### WHAT NEEDS TO BE DONE
When the line with "17L431 0L428 1L424" comes up, set it down and every later line to the end of the data, exactly and without pictures.

*** Opening of WORKING DATA ***

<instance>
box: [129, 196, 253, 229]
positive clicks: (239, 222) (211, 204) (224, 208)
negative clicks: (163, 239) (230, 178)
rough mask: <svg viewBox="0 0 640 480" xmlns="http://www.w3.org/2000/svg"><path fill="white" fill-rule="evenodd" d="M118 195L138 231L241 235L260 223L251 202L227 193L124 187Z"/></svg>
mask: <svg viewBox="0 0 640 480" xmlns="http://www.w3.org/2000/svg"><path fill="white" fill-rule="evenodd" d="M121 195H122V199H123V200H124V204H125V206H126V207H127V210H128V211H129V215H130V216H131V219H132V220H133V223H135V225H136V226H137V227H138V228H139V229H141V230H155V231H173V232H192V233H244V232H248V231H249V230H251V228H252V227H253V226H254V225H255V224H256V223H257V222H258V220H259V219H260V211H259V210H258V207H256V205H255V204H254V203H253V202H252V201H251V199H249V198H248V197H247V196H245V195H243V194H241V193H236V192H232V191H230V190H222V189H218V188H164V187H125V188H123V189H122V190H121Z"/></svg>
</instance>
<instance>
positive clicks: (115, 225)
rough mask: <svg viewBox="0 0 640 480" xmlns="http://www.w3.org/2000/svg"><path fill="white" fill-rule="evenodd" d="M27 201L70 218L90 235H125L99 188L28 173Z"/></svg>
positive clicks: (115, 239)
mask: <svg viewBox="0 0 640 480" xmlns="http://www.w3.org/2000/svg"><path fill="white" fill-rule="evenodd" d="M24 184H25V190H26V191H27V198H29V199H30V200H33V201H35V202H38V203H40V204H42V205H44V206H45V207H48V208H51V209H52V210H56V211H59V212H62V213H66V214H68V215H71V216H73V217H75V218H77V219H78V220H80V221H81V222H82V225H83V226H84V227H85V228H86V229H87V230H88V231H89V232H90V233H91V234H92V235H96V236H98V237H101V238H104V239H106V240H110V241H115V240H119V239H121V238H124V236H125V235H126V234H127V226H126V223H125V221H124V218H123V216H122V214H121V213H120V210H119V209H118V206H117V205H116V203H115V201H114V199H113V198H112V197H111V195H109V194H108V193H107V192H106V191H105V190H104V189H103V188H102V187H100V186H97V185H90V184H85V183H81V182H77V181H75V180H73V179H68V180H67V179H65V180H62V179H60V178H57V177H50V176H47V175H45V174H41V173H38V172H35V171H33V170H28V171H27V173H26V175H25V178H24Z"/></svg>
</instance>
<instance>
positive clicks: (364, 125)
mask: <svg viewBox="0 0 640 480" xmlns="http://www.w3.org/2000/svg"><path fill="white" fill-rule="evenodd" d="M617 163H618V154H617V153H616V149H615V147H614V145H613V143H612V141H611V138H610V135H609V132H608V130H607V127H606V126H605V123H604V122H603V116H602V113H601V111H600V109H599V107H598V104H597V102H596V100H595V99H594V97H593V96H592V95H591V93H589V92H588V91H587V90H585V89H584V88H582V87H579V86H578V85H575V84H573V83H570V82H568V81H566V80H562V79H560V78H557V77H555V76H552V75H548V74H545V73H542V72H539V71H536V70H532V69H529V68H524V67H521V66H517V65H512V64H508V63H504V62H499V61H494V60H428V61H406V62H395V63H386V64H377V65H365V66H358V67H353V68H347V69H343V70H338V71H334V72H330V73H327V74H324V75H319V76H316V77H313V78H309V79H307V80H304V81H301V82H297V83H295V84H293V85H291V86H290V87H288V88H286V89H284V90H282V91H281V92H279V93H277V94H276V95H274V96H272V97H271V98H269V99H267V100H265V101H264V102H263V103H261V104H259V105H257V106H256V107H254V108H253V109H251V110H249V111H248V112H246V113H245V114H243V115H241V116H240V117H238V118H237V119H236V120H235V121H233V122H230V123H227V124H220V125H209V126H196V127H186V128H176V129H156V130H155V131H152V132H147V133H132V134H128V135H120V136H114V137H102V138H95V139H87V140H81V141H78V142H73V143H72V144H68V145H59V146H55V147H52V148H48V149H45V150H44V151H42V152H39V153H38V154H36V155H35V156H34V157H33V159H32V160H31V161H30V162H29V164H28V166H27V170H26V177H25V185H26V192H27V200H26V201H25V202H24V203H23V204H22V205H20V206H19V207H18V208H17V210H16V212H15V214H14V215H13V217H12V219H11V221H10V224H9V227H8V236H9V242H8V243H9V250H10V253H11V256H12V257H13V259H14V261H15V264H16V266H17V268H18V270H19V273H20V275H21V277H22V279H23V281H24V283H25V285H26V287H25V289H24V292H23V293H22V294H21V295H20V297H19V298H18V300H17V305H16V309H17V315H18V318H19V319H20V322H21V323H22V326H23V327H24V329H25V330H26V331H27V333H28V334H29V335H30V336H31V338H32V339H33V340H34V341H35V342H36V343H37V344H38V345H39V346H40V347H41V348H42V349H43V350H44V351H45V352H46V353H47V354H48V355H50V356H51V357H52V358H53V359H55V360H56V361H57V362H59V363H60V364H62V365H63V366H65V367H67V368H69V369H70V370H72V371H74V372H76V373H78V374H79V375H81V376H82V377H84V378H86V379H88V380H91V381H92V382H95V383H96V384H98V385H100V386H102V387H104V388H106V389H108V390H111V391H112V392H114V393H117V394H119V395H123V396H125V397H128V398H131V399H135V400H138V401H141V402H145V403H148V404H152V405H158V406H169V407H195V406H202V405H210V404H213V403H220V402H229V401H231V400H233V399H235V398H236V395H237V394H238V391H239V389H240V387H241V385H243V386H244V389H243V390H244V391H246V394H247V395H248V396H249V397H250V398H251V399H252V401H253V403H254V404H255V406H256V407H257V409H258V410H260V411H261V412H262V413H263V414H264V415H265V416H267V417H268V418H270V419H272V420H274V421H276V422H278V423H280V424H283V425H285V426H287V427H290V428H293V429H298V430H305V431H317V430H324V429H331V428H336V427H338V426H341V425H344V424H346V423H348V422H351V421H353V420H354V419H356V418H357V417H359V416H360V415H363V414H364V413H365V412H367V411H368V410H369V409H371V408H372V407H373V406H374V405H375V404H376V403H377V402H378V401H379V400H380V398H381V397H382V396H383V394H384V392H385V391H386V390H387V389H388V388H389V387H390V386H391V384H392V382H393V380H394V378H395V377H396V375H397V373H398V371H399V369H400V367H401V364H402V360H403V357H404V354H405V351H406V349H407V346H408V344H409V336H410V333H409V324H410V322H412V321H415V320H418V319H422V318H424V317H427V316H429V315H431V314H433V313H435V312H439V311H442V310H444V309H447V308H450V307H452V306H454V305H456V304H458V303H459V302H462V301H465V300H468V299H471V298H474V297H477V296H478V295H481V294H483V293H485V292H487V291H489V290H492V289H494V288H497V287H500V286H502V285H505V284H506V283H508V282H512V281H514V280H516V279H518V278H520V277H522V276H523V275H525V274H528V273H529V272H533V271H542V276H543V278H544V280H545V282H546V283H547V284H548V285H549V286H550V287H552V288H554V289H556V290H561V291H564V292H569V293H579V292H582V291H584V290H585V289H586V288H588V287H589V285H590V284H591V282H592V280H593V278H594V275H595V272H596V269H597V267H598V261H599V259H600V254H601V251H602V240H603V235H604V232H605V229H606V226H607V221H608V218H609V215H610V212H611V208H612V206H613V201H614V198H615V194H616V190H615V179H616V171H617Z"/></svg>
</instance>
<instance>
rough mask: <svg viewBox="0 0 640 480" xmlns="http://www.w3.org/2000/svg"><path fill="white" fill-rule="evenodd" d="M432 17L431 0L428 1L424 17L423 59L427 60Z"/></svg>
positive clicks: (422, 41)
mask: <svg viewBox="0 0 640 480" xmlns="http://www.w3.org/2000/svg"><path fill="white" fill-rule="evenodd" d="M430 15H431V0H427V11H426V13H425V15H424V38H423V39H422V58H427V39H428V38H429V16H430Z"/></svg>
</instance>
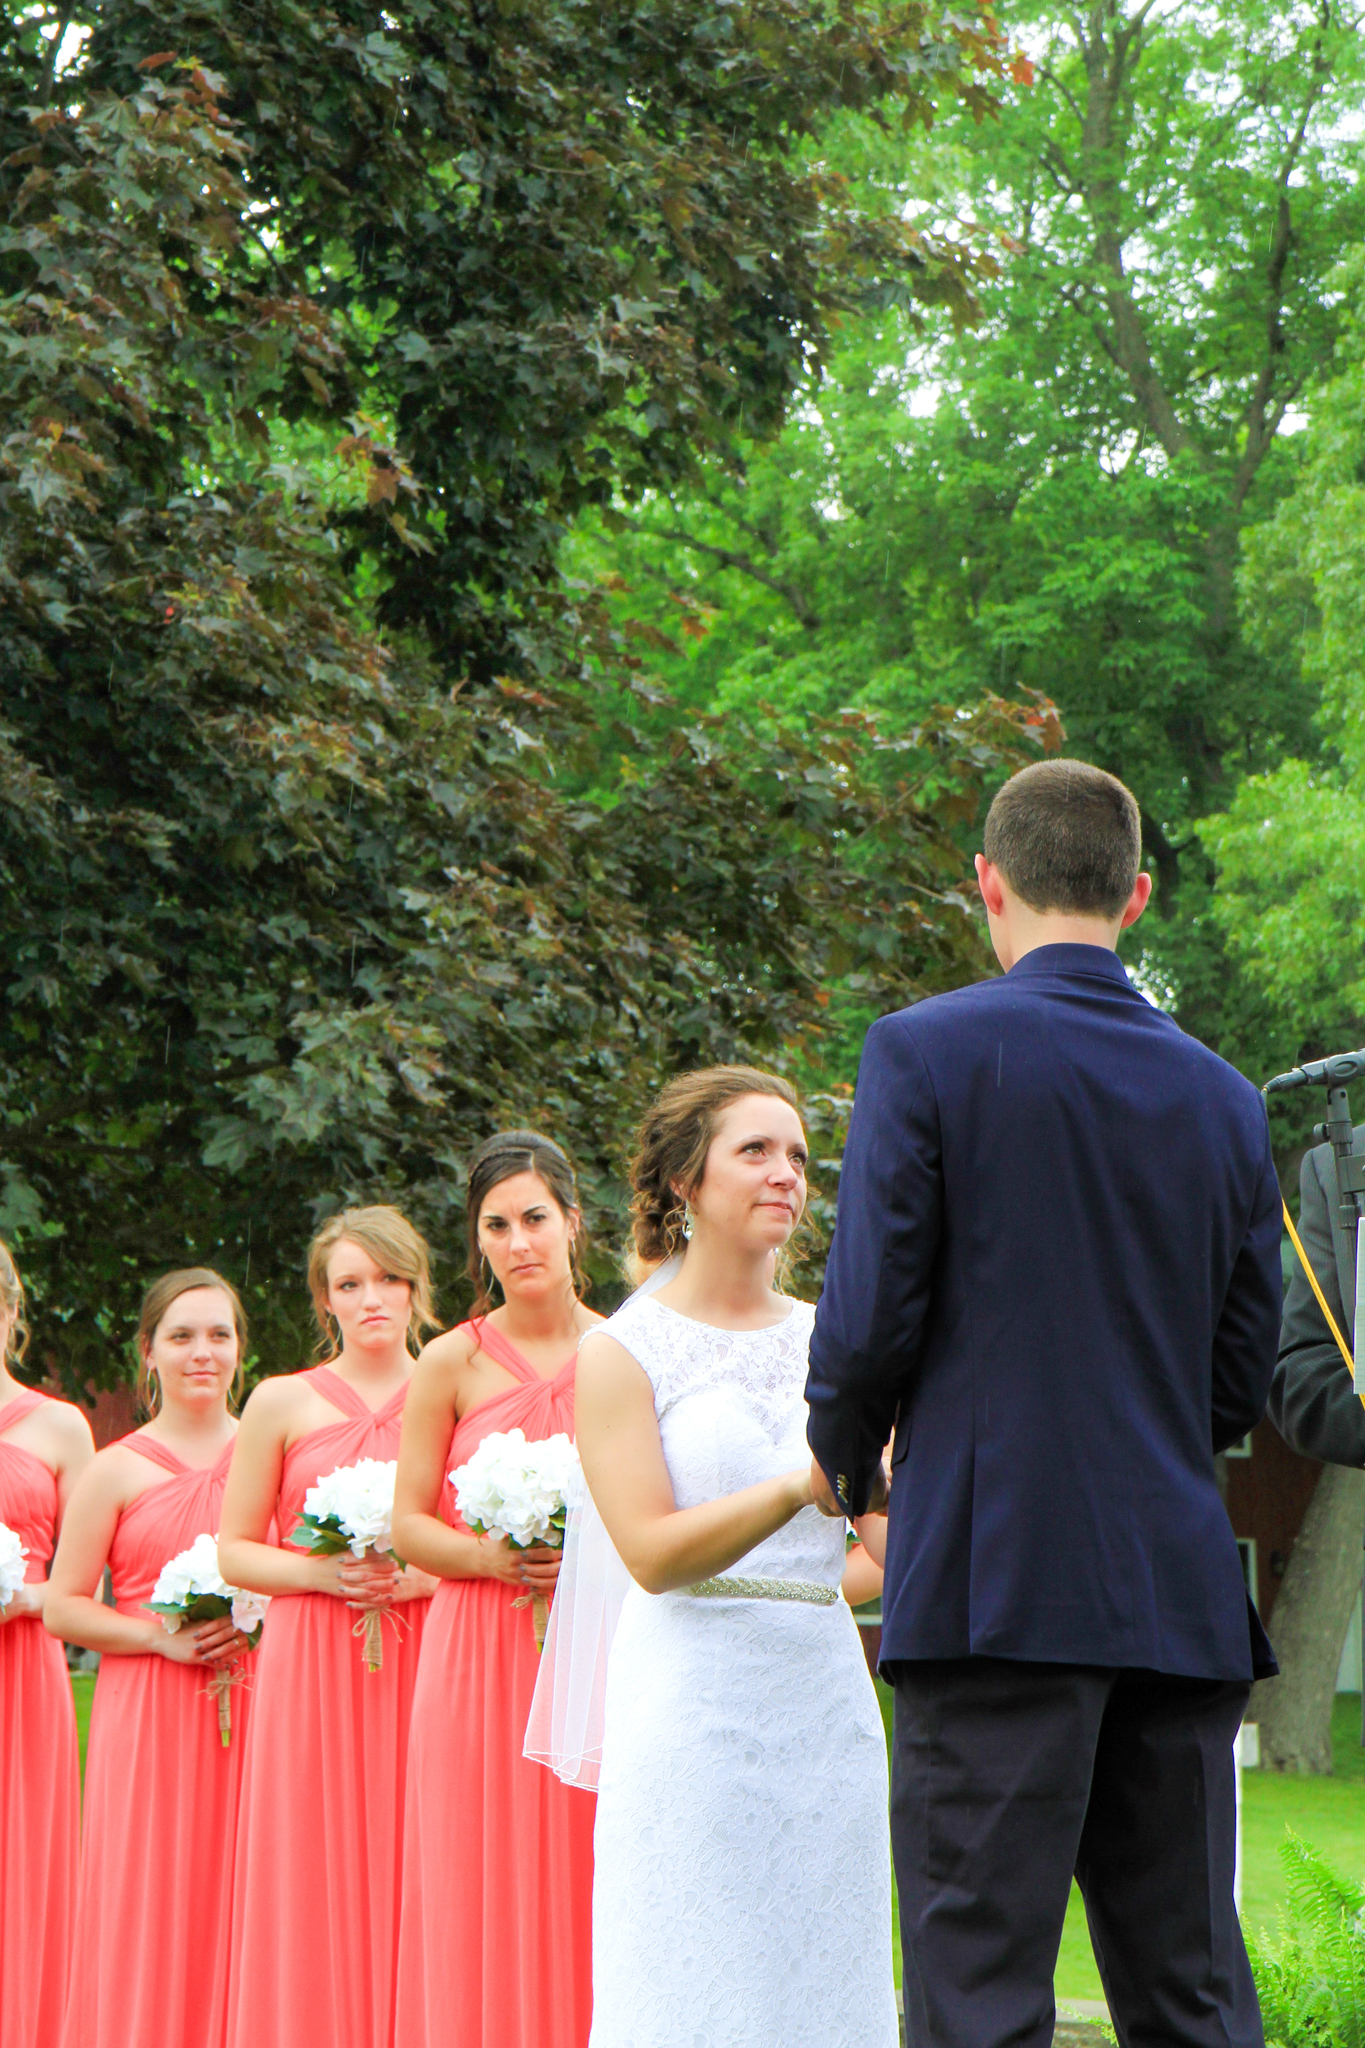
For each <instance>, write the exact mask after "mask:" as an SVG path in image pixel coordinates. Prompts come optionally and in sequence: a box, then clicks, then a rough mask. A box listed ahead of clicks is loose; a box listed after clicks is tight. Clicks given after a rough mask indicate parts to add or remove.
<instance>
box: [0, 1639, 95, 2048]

*** Close of WORKING DATA ***

### WRITTEN RESPONSE
rough mask: <svg viewBox="0 0 640 480" xmlns="http://www.w3.org/2000/svg"><path fill="white" fill-rule="evenodd" d="M432 17L431 0L428 1L424 17L423 59L427 60Z"/></svg>
positive clicks: (422, 41)
mask: <svg viewBox="0 0 640 480" xmlns="http://www.w3.org/2000/svg"><path fill="white" fill-rule="evenodd" d="M430 15H431V0H427V11H426V13H425V15H424V38H423V39H422V58H427V39H428V38H429V16H430Z"/></svg>
</instance>
For each <instance>, write the exact mask after "mask:" as an SVG path in image pixel coordinates. Prompts come optionally and in sequence: a box, then clicks, then a rough mask. A box listed ahead of clicks is loose; a box listed after clicks is tight. Clicks given after a rough mask indicate parts to add or remove.
<instance>
box: [0, 1639, 95, 2048]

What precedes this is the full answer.